_THE REQUEST_:
Each record below should be repeated precisely as written.

_MATERIAL_:
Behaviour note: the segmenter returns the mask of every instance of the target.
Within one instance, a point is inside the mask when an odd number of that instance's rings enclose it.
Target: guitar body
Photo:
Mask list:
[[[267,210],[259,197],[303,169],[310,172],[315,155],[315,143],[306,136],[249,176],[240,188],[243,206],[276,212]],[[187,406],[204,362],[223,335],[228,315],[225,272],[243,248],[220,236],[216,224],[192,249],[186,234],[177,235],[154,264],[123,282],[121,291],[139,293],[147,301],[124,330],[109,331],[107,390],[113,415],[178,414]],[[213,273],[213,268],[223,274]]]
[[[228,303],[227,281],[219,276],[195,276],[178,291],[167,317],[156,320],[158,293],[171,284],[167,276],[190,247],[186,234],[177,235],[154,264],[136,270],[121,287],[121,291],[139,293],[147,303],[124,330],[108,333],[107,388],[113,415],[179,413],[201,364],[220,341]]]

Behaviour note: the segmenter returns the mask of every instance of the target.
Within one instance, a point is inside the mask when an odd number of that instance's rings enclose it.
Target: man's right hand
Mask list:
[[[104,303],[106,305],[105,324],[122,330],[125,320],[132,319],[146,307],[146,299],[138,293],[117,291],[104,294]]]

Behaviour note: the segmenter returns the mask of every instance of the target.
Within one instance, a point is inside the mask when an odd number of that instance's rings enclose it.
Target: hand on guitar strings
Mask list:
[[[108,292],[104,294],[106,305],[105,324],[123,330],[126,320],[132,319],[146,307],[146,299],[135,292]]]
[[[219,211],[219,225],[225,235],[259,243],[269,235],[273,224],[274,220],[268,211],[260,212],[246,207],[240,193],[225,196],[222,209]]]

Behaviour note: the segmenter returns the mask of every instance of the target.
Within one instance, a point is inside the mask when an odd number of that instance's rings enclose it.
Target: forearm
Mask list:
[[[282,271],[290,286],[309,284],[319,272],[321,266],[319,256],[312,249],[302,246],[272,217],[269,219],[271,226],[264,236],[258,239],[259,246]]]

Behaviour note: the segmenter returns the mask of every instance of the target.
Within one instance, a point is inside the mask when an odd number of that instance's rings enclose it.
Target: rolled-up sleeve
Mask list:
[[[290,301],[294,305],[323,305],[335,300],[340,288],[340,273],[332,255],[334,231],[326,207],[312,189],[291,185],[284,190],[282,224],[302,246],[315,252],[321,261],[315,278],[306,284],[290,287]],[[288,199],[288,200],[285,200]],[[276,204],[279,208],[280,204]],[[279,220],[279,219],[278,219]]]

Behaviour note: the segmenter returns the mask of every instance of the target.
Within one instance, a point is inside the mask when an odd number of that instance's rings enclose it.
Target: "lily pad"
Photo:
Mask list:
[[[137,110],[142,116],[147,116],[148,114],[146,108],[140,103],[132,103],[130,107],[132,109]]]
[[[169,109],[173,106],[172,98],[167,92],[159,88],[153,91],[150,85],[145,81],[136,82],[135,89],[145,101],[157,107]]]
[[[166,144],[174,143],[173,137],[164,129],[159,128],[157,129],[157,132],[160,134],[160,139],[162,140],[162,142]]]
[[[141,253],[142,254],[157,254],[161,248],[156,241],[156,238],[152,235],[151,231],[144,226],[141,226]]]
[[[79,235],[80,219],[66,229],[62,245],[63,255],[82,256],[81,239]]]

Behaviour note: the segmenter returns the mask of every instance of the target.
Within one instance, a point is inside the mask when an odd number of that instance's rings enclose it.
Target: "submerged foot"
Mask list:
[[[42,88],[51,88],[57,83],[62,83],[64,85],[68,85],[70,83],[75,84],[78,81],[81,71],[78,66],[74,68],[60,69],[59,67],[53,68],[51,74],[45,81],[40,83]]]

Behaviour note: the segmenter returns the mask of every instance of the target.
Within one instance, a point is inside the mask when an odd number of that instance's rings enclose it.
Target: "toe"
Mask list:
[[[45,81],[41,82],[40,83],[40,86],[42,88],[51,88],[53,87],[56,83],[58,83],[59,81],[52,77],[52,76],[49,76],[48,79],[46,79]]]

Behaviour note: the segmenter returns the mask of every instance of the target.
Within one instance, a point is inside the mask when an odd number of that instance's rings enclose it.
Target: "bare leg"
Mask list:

_REPLY TO THE EXERCISE_:
Behaviour note: the segmenter returns the mask of every instance of the target.
Within one instance, a point is inside the mask when an odd number of that instance's rings enclose it.
Target: guitar body
Photo:
Mask list:
[[[267,210],[259,197],[303,169],[310,172],[315,155],[315,143],[306,136],[249,176],[240,188],[243,206],[276,212]],[[187,406],[204,362],[223,335],[228,315],[225,272],[243,248],[220,236],[216,224],[192,249],[186,234],[177,235],[154,264],[123,282],[121,291],[139,293],[147,301],[124,330],[109,331],[107,390],[113,415],[178,414]],[[213,273],[213,268],[223,274]]]
[[[228,303],[227,281],[219,276],[195,276],[178,291],[167,317],[156,320],[158,293],[171,284],[167,276],[190,247],[186,234],[177,235],[154,264],[136,270],[121,287],[121,291],[139,293],[147,303],[124,330],[108,333],[107,388],[113,415],[179,413],[201,364],[220,341]]]

Behaviour note: the segmenter returns the mask of every instance of the target.
Within one instance, a point is inside the mask when an odd number of that instance's rings enclose it.
Target: man's right hand
Mask list:
[[[104,303],[106,305],[105,324],[122,330],[125,320],[132,319],[146,307],[146,299],[138,293],[117,291],[104,294]]]

Behaviour note: the segmenter returns the mask of every instance of the target.
Within one instance, a point is inside the mask when an odd number of that instance's rings enclose it.
Target: hand on guitar strings
Mask list:
[[[108,292],[104,294],[106,305],[105,324],[123,330],[126,320],[132,319],[146,307],[146,299],[135,292]]]
[[[219,211],[219,225],[225,235],[259,243],[269,235],[273,224],[274,220],[268,211],[260,212],[246,207],[240,193],[225,196],[222,209]]]

Behaviour note: the segmenter returns the mask of every instance of the target.
Within one instance, a point is inside the mask when an odd number of that instance's rings enclose it.
Target: forearm
Mask list:
[[[282,271],[290,286],[309,284],[319,272],[321,266],[319,256],[312,249],[302,246],[272,217],[269,219],[271,226],[264,236],[258,239],[259,246]]]

Behaviour note: the segmenter returns the mask of every instance of the target.
Within one instance, a point is inside the mask when an odd number of that instance's rings enclose it.
Target: rolled-up sleeve
Mask list:
[[[290,301],[294,305],[323,305],[335,300],[340,288],[340,273],[332,255],[334,231],[326,207],[312,189],[291,185],[284,190],[282,224],[302,246],[315,252],[321,261],[315,278],[306,284],[290,287]],[[288,199],[288,200],[285,200]],[[276,204],[279,208],[280,204]],[[279,220],[279,219],[278,219]]]

Behaviour note: the segmenter returns the mask of every instance of the target.
Within one instance, a point is inside the mask when an odd number of that instance's rings enclose it.
Target: "lily pad"
Photo:
Mask list:
[[[137,110],[142,116],[147,116],[148,114],[146,108],[140,103],[132,103],[130,107],[132,109]]]
[[[169,109],[173,106],[172,98],[167,92],[159,88],[153,91],[150,85],[145,81],[136,82],[135,89],[145,101],[157,107]]]
[[[166,144],[174,143],[173,137],[164,129],[159,128],[157,129],[157,132],[160,134],[160,139],[162,140],[162,142]]]
[[[141,253],[142,254],[157,254],[161,248],[156,241],[156,238],[152,235],[151,231],[144,226],[141,226]]]
[[[79,235],[80,219],[66,229],[62,245],[63,255],[82,256],[81,239]]]

Behaviour note: the segmenter returns the mask of every instance of the target.
Within one instance, a point is inside the mask when an odd number of that instance's rings enclose it.
Target: "submerged foot"
Mask list:
[[[42,88],[51,88],[57,83],[62,83],[64,85],[68,85],[70,83],[75,84],[78,81],[81,71],[78,66],[74,68],[60,69],[59,67],[53,68],[51,74],[45,81],[40,83]]]

Behaviour note: the segmenter returns the mask of every instance of the target.
Within one instance, a point is inside the mask when an odd number of that instance's rings enclose it.
Target: "toe"
Mask list:
[[[45,81],[41,82],[40,83],[40,86],[42,88],[51,88],[53,87],[56,83],[58,83],[59,81],[52,77],[52,76],[49,76],[48,79],[46,79]]]

Behaviour note: the segmenter returns the mask of every instance of the target.
Within one instance, a point is inside the mask when an odd number of that instance's rings enclose it.
Target: "bare leg"
Mask list:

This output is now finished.